### Text excerpt
* start *
# Models

- In this notebook, we will train various models and measure their performance by $MAE$, $MSE$, and $R^2$.
- As the purpose of this project is to predict `popularity`, we decided that regression model is the the most appropriate. 
- Our selected models are the following:
    1. Decision Tree
    2. AdaBoost
    3. Random Forest
    4. Gradient Boosting (scikit-learn)
    5. Histogram-based Gradient Boosting (scikit-learn)
    6. XGBoost
    7. LightGBM 
    8. CatBoost
    9. K-Nearest Neighbors (KNN)
    10. Multilayer Perceptron (MLP)

---

## Preparing Helper Functions

In [2]:
import pandas as pd
import numpy as np
import seaborn as sb
import matplotlib.pyplot as plt
import sklearn
import math

In [101]:
from sklearn.model_selection import train_test_split
from sklearn.preprocessing import StandardScaler
from sklearn.preprocessing import Normalizer
from utils.lds import LDS

def split_data(df):
    # Define the features and target variable
    # X = df.drop(['popularity', 'weight'], axis=1)
    df = LDS(df)
    X = df.drop(['popularity', 'weight'], axis=1)
    y = df['popularity']
    # Splitting the dataset into training and testing sets
    X_train, X_test, y_train, y_test, weights_train, weights_test = train_test_split(
        X, y, df['weight'], test_size=0.2, random_state=42
    )
    return X_train, X_test, y_train, y_test, weights_train, weights_test

In [96]:
from sklearn.metrics import mean_absolute_error, mean_squared_error, r2_score

def model_performance(model_name, y_test, y_pred, weights_test=None):
    mae = mean_absolute_error(y_test, y_pred, sample_weight=weights_test)
    mse = mean_squared_error(y_test, y_pred, sample_weight=weights_test)
    r2 = r2_score(y_test, y_pred, sample_weight=weights_test)
    print(f"Model Performance ({model_name}):\nMAE = {mae}\nMSE = {mse}\nR^2 = {r2}\n")
* end *
### Entries supplied
* start *
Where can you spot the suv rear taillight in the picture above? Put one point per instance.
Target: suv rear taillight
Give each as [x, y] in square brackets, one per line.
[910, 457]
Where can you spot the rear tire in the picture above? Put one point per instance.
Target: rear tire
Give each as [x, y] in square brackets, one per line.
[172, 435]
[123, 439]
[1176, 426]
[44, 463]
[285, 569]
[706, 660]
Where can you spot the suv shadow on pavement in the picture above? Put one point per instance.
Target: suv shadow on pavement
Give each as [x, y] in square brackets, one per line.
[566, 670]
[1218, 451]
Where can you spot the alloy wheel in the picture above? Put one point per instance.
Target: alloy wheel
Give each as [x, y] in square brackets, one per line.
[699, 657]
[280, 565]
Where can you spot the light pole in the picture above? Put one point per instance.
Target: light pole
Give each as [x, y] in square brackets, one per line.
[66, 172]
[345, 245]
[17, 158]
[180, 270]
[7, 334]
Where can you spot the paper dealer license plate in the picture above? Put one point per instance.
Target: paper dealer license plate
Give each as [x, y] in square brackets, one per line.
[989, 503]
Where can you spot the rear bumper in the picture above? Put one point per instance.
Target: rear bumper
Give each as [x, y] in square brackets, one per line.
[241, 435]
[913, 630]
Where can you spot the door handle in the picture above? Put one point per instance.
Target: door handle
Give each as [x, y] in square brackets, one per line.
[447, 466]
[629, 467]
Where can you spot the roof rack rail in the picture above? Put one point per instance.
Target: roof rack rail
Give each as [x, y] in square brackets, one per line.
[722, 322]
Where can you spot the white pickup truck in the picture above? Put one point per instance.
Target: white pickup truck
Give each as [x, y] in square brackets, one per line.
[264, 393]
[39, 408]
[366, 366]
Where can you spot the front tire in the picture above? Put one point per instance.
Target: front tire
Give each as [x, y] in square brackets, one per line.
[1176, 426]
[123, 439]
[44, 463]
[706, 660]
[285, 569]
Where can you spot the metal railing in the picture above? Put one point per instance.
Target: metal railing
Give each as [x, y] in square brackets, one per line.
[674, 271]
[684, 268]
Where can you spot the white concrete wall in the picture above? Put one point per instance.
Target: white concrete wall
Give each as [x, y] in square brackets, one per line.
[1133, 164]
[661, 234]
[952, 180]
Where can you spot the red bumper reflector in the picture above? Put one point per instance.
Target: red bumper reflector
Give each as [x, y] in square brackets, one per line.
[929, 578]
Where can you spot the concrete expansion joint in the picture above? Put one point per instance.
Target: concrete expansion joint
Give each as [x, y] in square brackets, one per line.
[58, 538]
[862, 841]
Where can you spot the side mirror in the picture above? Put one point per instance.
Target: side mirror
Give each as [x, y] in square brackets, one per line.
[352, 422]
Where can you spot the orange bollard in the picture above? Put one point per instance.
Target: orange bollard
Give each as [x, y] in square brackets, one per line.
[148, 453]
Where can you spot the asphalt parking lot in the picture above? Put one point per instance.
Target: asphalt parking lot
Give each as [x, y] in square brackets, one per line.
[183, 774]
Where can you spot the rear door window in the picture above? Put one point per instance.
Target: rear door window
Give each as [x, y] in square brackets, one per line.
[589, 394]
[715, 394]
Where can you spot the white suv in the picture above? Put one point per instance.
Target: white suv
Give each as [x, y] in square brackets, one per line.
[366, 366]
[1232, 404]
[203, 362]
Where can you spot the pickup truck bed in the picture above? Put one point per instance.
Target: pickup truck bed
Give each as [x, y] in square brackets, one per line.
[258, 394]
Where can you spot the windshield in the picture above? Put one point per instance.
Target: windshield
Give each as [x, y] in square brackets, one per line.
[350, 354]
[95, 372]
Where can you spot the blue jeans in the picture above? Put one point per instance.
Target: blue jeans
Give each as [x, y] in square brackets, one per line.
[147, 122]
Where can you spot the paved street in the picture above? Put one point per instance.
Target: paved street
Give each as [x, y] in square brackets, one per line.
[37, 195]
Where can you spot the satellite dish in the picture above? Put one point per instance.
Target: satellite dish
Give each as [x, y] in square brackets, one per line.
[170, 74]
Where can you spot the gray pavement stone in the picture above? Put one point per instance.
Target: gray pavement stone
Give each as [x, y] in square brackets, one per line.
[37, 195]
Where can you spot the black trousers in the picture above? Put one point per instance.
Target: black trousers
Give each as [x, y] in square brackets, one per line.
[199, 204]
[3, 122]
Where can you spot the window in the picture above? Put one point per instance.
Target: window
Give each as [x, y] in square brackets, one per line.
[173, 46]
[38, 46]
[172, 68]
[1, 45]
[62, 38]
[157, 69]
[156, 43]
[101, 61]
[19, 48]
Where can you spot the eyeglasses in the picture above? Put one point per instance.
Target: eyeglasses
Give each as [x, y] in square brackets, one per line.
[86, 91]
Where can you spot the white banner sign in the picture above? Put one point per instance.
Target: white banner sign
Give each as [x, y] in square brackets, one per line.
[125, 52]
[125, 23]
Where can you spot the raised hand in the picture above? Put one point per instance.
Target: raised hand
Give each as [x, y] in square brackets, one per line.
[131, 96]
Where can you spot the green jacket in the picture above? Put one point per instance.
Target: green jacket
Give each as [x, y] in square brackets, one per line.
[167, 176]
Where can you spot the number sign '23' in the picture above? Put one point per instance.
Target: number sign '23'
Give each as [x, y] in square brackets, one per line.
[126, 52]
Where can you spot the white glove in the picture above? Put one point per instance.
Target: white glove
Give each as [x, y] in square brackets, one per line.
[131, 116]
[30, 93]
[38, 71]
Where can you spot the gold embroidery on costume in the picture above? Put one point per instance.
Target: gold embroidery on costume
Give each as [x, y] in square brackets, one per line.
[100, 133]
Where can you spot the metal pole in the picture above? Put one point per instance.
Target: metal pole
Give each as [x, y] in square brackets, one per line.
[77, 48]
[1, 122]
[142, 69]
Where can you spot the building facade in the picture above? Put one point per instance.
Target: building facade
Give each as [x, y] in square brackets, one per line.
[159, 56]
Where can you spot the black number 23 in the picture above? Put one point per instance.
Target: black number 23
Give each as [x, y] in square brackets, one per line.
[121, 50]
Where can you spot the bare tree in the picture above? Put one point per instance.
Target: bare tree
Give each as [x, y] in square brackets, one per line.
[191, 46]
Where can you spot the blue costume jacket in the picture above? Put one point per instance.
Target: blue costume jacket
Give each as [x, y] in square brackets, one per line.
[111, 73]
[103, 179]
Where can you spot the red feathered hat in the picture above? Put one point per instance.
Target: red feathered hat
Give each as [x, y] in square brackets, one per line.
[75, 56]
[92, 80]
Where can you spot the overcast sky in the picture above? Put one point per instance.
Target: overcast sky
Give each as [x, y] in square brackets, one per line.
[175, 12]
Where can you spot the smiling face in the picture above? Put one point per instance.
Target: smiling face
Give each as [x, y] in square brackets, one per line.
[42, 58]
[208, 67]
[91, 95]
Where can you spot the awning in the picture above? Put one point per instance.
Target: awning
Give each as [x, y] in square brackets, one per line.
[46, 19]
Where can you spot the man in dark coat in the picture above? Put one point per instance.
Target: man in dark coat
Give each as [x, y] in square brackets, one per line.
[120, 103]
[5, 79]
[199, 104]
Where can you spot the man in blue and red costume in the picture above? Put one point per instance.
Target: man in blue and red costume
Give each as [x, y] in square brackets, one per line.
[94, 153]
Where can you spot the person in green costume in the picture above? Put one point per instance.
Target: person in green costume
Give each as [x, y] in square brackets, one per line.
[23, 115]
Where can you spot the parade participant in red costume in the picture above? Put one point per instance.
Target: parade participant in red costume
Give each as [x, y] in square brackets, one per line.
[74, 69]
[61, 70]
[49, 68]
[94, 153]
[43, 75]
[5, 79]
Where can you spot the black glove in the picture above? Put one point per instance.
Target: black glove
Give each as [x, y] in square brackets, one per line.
* end *
### The tasks
(a) In the models notebook, which modules are imported in the code block labeled "In [2]:"?
(b) Answer these questions from the models notebook:
(i) Which column does the project aim to predict?
(ii) How many models are on the list of selected models?
(iii) What value is given for test_size in the call to train_test_split?
(c) Translate this sentence from the models notebook into Spanish: "In this notebook, we will train various models and measure their performance by $MAE$, $MSE$, and $R^2$."
The listing plays no part here and can be left aside.

### Solutions below
(a) pandas, numpy, seaborn, matplotlib.pyplot, sklearn, math

(b)
(i) popularity
(ii) Ten
(iii) 0.2

(c) En este cuaderno, entrenaremos varios modelos y mediremos su rendimiento mediante $MAE$, $MSE$ y $R^2$.